● **Provided passage**:
——

# MV Athena



## philcollyer

Hello everyone. I have just booked my first cruise, its on the Athena around the West Indies in March 07. I just wondered if anyone has any gossip/news/feedback good or bad, about the ship, so I know what to expect!
Thanks,
Phil.


----------



## ruud

Ahoy Phil,

Enjoy yourself, here some links:

http://www.classicintcruises.co.uk/fleet.asp

http://holidays.scotsman.com/specific_holiday.cfm?holiday_id=1563

http://www.travelscope.co.uk/Welcome_to_the_Athena.html


----------



## philcollyer

Ruud,
Thank you, I am surfing away madly!
Phil


----------



## R58484956

Phil go to http://www.cruiselineforums.com/forum, the site has exactly the same setup as this site. plenty of info on site.
Also http://www.cybercruises.com/cruiseurl.htm that has links to hundreds of web sites for cruises.


----------



## Bob S

There's a thread for the *ATHENA* with a lot of info. She's had quite a busy life assuming this is the same ship of course.

Enjoy your cruise.


----------



## philcollyer

Thank you all.
Bob, pardon my ignorance, but I don't seem to be able to find the thread you refer to. When I put 'Athena' into the search it just points me here. Am I being dull?
Phil.


----------



## Jan Hendrik

Phil, type in Athena and you will get two postings. The second one is what you are after.

Further on the Gallery there is another posting.
Go to the Gallery and halfway that page there is another search option. Type Athena ....bingo

Jan


----------



## Pompeyfan

Phil, Athena is the same company as Arion. I met some passengers from her in Bergen when on Oriana and they spoke very highly of her. So if the service on Athena is as good, you will have no problem. Princess Danae and Funchal are also with this company and all have good write up's. All are small, but very friendly so I am told as is most small ships. You will have a great time.


----------



## philcollyer

Thanks everyone. Very useful and encouraging stuff.
I'll let you know if it turns out any different!


----------

——

● **Tasks to perform**:
- a) In the Athena thread, where is Phil's first cruise going, and when?
- b) Reproduce everything in the Athena thread from "## R58484956" down to "ship of course.".

——

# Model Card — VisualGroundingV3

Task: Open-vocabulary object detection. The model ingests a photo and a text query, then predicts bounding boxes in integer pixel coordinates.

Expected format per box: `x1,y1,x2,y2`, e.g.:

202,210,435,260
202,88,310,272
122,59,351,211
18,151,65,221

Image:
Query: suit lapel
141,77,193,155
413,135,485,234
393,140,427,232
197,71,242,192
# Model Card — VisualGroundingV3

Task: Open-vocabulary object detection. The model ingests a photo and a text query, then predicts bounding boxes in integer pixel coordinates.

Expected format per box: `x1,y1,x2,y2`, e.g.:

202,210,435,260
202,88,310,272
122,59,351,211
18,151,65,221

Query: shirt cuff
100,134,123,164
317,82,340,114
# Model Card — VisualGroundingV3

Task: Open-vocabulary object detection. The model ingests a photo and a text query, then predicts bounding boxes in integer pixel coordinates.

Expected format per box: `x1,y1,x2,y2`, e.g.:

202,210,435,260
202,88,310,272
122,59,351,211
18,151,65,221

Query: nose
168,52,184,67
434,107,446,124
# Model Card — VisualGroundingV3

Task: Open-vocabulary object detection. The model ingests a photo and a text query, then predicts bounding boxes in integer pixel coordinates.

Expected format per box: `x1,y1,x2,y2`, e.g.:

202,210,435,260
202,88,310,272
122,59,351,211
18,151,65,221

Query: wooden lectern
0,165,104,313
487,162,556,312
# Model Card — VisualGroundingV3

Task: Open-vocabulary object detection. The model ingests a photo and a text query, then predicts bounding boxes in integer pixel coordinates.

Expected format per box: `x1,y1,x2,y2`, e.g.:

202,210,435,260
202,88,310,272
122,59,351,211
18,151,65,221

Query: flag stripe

——

● **Full solutions**:
- a) Around the West Indies, in March 07.

- b)
## R58484956

Phil go to http://www.cruiselineforums.com/forum, the site has exactly the same setup as this site. plenty of info on site.
Also http://www.cybercruises.com/cruiseurl.htm that has links to hundreds of web sites for cruises.


----------



## Bob S

There's a thread for the *ATHENA* with a lot of info. She's had quite a busy life assuming this is the same ship of course.